**Work item A:**
Decide whether each statement agrees with the passage on the Valencia Neighborhood Law, answering yes or no and quoting the words that decide it: (i) The Next Generation Recovery Fund amounts to 750,000 million euros. (ii) Valencia currently has a comprehensive legal regime that coordinates rehabilitation, renewal, and urban revitalization. (iii) Gender equality is among the aims of the law.
**Work item B:**
Update the passage on the Valencia Neighborhood Law between "Third, the law" and "conditions for all.", inclusive, replacing "civic life" with "community life".
**Work item C:**
Answer these questions from the passage on the Valencia Neighborhood Law:
(i) What was the Next Generation Recovery Fund authorized to do?
(ii) Which groups are named in the first goal of the regulations?
(iii) What kind of environment does the draft guarantee every resident the right to live in?

**Passage for review:**
The council approved moving forward with the draft Valencia Community Neighborhood Law, a step that situates the measure within the broader framework of the Next Generation Recovery Fund. This fund, amounting to 750,000 million euros, was authorized to mitigate the socioeconomic impacts of the pandemic and will guide the policy’s implementation.
Currently, Valencia lacks a comprehensive legal regime that coordinates rehabilitation, renewal, and urban revitalization while embracing a holistic view of life in neighborhoods beyond the physical streets and buildings.
Hence, the preliminary Neighborhood Law draft establishes a regulatory framework that guarantees the right of every resident to live in a safe, sustainable, inclusive, and universally accessible environment. The law aims to promote personal growth, social cohesion, gender equality, and a shared cultural identity.
targets
Specifically, the Valencia regulations emphasize three main goals. First, support for single‑parent households, seniors, unemployed youth, and immigrant communities, among others.
Second, it seeks to address urban deficiencies that affect housing quality, access to services, and the dynamics of housing segregation and social inequality. These issues tend to hit certain neighborhoods hardest.
Third, the law aims to strengthen civic life and neighborhood associations, empowering residents to participate in projects that improve facilities and living conditions for all.

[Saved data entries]

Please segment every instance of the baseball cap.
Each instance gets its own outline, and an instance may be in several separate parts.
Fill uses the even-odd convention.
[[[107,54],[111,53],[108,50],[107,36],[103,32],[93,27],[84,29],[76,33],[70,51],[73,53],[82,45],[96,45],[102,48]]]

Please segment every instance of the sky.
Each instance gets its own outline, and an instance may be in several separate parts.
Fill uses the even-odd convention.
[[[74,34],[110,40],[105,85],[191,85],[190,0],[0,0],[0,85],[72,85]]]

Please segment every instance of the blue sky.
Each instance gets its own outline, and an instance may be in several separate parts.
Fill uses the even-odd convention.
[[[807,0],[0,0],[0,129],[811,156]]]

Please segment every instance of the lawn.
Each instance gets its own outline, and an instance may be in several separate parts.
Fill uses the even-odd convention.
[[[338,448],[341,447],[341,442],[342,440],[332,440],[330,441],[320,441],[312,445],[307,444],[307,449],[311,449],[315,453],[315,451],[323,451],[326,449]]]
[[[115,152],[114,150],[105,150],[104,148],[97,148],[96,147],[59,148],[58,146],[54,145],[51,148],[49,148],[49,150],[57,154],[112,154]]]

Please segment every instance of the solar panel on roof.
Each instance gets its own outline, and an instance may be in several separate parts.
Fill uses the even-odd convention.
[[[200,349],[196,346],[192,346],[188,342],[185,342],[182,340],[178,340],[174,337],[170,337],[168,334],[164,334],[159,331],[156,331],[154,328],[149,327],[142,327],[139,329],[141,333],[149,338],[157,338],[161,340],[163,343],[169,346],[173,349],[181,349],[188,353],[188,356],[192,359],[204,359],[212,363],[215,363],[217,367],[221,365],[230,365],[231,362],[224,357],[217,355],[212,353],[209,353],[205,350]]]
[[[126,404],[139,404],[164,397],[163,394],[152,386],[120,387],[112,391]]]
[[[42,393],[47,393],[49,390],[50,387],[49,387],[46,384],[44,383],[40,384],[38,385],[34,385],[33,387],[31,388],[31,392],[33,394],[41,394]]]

**Expected answer A:**
(i) Yes: "This fund, amounting to 750,000 million euros"
(ii) No: "Currently, Valencia lacks a comprehensive legal regime that coordinates rehabilitation, renewal, and urban revitalization"
(iii) Yes: "The law aims to promote personal growth, social cohesion, gender equality, and a shared cultural identity."

**Expected answer B:**
Third, the law aims to strengthen community life and neighborhood associations, empowering residents to participate in projects that improve facilities and living conditions for all.

**Expected answer C:**
(i) It was authorized to mitigate the socioeconomic impacts of the pandemic.
(ii) Single-parent households, seniors, unemployed youth, and immigrant communities, among others.
(iii) A safe, sustainable, inclusive, and universally accessible environment.